### Stated exercise 1
Select each line of the entries below that contains the word "wall", and copy those lines out. Case counts.

By using each test piece prepared by the above method, the following evaluation tests were conducted.

First, to analyze factors controlling a thermal fatigue life, solid, rod-shaped test pieces each having a diameter of 10 mm and a length of 20 mm were used, and subjected to an oxidation test by exposing them to the air at 900°C for 200 hours. In the oxidation test, an oxide scale formed on the surface of the test piece was removed by a sand blasting treatment to measure a weight variation per a unit surface area. By calculating an oxidation weight loss (g/cm2) after the oxidation test, the oxidation resistance was evaluated.

Also, for the examination of tensile properties, a tensile test was conducted both at a room temperature and at a high temperature. For the tensile test at a room temperature, a No. 4 standard tensile-test piece according to JIS Z 2201 was employed. For the tensile test at a high temperature, a flanged test piece having a gauge diameter of 10 mm and a gauge distance of 50 mm defined in JIS G 0567 was employed, and the test was conducted at 850°C

Also, a thermal expansion was measured on a test piece having a diameter of 3 mm and a length of 10 mm by heating in vacuum, to investigate a transformation point, which is known to make the heat deformation resistance low if it falls in the range of a usual operation temperature for exhaust parts. Also, by using a test piece having a U-notch (No. 3 test piece according to JIS), the impact test was conducted at a room temperature.

### Stated exercise 2
Reproduce the stretch of the evaluation-test excerpt above from "First, to analyze" through "resistance was evaluated.", word for word.

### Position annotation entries

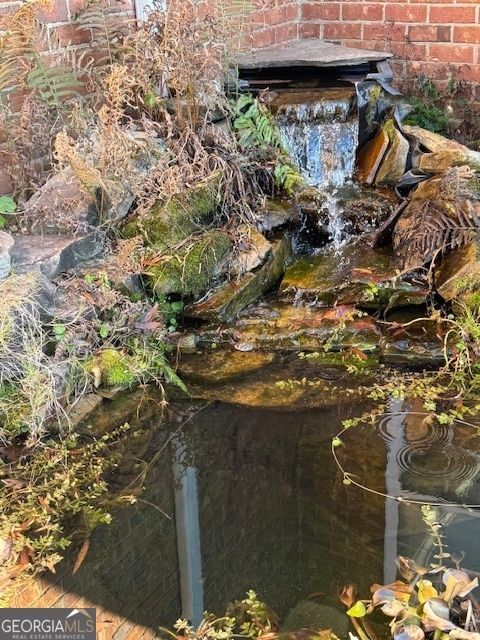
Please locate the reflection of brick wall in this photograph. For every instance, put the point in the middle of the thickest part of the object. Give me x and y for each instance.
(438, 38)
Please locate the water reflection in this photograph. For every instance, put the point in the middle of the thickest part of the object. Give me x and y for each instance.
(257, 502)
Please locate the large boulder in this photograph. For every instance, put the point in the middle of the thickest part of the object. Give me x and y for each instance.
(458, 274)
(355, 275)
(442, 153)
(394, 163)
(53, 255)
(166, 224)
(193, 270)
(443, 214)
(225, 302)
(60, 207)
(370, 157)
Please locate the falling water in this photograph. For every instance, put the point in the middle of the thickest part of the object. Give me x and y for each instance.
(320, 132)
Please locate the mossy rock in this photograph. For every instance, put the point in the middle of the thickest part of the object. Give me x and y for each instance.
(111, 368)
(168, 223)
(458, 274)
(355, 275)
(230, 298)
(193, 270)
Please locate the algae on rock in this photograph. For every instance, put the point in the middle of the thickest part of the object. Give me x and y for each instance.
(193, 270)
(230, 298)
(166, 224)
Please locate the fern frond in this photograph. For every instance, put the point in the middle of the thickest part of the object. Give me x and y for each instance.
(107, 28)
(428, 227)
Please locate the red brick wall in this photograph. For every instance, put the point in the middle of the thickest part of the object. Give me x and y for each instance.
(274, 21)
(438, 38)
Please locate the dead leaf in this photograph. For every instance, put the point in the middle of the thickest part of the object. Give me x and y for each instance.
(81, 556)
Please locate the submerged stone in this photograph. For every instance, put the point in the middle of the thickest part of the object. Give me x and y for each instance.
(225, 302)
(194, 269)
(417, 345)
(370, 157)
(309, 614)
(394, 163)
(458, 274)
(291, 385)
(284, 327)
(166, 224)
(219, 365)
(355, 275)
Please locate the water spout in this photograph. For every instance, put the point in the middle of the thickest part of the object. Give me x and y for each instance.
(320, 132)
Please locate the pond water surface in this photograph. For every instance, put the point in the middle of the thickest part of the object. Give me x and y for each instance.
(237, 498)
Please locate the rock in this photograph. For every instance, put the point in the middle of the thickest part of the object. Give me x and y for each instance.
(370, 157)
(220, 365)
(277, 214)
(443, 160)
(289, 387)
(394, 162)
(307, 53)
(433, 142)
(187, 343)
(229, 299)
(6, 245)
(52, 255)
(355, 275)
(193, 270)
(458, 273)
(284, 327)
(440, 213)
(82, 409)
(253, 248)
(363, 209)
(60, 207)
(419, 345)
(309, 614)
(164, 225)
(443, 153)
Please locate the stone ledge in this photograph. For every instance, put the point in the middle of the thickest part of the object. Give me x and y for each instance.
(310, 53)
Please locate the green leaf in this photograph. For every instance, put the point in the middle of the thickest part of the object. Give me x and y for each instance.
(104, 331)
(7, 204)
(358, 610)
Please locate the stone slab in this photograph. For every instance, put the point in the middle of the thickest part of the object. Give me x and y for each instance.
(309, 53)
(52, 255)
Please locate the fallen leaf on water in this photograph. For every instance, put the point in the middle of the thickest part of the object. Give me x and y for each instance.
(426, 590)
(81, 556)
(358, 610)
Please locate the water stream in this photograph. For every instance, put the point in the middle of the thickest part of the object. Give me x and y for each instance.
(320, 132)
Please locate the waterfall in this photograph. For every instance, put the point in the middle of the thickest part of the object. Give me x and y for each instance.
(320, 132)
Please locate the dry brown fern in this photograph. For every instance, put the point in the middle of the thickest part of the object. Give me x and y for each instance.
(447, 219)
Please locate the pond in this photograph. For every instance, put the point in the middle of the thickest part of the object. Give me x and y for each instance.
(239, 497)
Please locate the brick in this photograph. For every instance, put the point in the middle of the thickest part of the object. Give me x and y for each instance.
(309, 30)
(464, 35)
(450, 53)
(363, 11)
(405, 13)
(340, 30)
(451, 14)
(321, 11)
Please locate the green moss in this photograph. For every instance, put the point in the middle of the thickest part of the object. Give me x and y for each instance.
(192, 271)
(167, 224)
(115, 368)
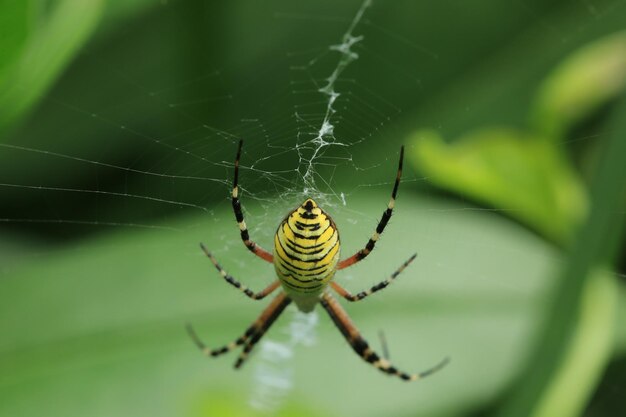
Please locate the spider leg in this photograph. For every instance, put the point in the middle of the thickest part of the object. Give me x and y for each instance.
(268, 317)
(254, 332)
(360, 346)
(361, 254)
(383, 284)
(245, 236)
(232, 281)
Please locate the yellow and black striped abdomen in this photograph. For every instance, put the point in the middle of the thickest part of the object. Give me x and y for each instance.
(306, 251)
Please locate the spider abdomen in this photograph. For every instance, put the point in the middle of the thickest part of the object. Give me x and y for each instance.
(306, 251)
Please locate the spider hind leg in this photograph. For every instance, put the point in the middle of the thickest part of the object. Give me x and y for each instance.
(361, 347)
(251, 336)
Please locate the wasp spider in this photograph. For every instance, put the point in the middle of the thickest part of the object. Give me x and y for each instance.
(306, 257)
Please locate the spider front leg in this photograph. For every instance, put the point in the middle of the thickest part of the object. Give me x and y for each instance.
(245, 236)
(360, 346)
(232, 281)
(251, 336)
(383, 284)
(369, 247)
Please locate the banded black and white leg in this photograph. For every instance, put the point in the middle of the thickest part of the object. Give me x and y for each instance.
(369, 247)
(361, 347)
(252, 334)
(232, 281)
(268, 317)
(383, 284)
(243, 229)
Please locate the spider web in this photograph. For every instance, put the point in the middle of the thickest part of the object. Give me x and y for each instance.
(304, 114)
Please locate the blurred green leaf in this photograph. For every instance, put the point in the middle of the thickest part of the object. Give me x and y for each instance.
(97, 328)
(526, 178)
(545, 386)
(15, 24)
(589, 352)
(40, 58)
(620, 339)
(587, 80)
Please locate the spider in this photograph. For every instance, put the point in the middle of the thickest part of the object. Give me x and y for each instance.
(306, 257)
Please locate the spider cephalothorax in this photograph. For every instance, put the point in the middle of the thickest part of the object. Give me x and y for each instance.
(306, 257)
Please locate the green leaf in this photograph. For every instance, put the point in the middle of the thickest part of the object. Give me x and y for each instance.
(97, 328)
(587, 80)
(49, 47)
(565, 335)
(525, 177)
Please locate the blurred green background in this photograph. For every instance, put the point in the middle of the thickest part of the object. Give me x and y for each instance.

### Full output 1
Please locate the reflection of brick wall in this photograph. For every instance, put the point in the middle of the thickest part of the object. Give me x and y for each instance.
Please locate the red brick wall in this photograph. For every instance, put the point in the middle of the thickest part of the object. Give me x and y for each instance.

### Full output 2
First, to analyze factors controlling a thermal fatigue life, solid, rod-shaped test pieces each having a diameter of 10 mm and a length of 20 mm were used, and subjected to an oxidation test by exposing them to the air at 900°C for 200 hours. In the oxidation test, an oxide scale formed on the surface of the test piece was removed by a sand blasting treatment to measure a weight variation per a unit surface area. By calculating an oxidation weight loss (g/cm2) after the oxidation test, the oxidation resistance was evaluated.